Description of the task - Pick out each line of the listing below that contains the word "instance". Case matters.

Entries supplied -
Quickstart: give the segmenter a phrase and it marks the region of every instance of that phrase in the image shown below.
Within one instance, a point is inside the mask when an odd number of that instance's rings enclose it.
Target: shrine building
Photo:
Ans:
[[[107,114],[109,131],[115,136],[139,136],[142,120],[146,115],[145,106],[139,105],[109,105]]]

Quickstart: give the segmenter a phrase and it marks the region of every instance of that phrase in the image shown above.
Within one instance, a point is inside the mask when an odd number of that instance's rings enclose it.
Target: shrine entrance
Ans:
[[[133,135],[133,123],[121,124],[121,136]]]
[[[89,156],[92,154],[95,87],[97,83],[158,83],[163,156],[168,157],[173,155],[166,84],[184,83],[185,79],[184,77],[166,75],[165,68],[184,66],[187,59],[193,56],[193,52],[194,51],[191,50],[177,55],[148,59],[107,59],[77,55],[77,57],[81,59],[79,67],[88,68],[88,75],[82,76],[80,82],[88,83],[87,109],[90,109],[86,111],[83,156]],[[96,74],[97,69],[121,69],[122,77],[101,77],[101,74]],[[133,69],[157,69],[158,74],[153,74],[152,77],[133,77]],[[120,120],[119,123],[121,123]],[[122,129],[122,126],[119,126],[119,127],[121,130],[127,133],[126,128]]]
--
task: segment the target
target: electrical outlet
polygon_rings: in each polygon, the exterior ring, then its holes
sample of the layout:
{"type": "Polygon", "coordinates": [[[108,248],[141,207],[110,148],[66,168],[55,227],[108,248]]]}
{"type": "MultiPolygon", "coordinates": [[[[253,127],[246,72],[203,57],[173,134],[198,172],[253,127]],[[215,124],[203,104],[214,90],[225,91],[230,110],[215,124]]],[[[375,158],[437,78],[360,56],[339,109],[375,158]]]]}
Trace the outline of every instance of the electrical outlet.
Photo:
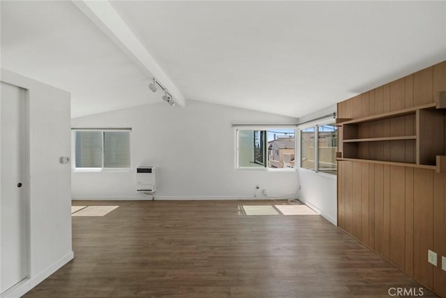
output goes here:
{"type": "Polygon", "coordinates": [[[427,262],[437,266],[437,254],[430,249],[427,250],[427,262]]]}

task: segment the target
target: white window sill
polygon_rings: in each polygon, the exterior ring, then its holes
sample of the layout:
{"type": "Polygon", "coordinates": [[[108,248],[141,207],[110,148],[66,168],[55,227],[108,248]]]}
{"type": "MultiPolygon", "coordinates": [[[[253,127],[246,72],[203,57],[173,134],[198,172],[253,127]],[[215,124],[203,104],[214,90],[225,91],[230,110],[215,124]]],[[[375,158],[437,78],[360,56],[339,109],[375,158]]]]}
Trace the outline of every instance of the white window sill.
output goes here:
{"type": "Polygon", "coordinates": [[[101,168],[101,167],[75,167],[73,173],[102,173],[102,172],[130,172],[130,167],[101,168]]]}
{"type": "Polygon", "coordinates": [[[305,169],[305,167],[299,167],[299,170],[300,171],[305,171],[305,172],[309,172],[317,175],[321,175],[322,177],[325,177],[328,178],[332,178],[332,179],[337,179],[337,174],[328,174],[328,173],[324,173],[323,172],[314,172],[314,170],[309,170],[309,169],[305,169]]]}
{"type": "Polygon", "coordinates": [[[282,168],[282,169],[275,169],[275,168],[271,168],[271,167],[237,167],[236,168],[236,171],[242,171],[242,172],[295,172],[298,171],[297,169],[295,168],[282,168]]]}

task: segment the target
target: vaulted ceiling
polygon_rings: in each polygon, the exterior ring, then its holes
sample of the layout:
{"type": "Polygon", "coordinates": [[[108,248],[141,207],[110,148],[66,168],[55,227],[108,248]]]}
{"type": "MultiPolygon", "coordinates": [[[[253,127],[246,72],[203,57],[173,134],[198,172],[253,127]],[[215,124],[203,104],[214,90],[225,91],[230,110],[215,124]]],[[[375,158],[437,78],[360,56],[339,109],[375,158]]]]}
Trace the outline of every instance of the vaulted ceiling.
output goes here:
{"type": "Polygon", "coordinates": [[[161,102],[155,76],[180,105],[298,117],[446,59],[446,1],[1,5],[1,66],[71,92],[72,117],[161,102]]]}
--
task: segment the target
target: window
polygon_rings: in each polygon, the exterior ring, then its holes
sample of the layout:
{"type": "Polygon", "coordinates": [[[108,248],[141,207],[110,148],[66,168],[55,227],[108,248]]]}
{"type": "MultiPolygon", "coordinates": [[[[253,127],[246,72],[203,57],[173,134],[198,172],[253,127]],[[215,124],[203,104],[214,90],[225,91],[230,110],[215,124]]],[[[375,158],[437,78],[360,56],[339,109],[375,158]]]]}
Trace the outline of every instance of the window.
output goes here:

Expected answer -
Quickstart: give the segmenter a phrase and it marks the region of every instance of that phrase in the image shown below.
Within one instance, a point is inside the mask when an odd number of that instance's rings enclose it.
Quickstart: give the segmenter a phrase and it marks the region of every instance of that phrase in the image shown above.
Within one instance, a point is inside the mask when an odd number of that instance's rings enclose it.
Trace the outline of every instance of the electrical outlet.
Trace the outline of every instance of the white window sill.
Trace the outline of every instance of the vaulted ceiling.
Trace the outline of every instance of the window.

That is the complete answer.